-- Task to complete --
Could you write out, word for word, only the lines from the one containing "the woman's ear" through the last line of the data below?

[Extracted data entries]
• • • • • • •

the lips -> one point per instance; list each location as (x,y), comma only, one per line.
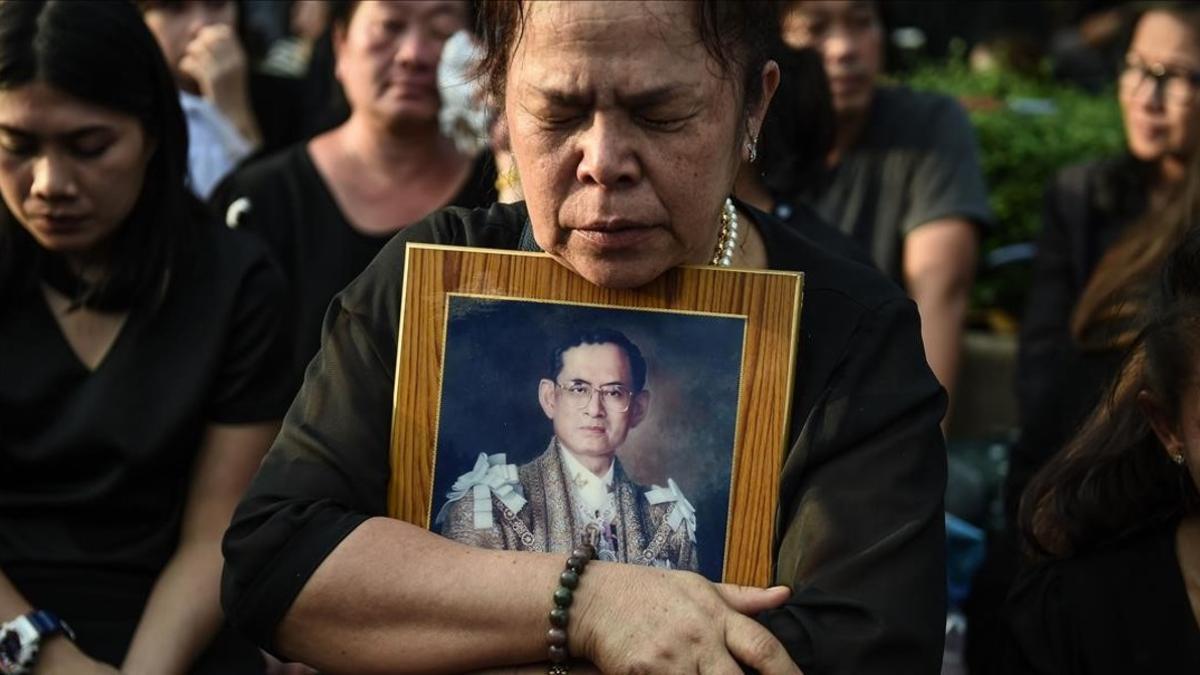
(845,83)
(58,221)
(615,233)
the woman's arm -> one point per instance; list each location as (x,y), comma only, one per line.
(183,613)
(396,598)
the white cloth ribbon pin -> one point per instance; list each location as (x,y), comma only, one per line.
(683,511)
(491,476)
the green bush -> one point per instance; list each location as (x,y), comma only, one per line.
(1027,127)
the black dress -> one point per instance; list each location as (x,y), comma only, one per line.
(289,204)
(861,521)
(1087,208)
(1119,611)
(95,465)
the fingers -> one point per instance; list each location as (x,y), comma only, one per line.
(750,599)
(754,646)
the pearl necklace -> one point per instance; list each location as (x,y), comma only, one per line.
(727,240)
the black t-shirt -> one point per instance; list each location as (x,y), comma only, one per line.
(1121,610)
(95,465)
(289,204)
(916,162)
(1057,382)
(861,531)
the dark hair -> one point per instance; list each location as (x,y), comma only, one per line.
(1111,296)
(798,131)
(1114,479)
(102,53)
(601,336)
(735,33)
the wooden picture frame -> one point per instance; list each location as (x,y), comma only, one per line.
(517,292)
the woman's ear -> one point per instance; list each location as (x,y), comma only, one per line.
(769,84)
(1162,423)
(337,40)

• • • • • • •

-- Response area --
the woman's ear -> one point per instance; list each location as (x,y), comma only, one per line.
(769,84)
(1162,423)
(337,40)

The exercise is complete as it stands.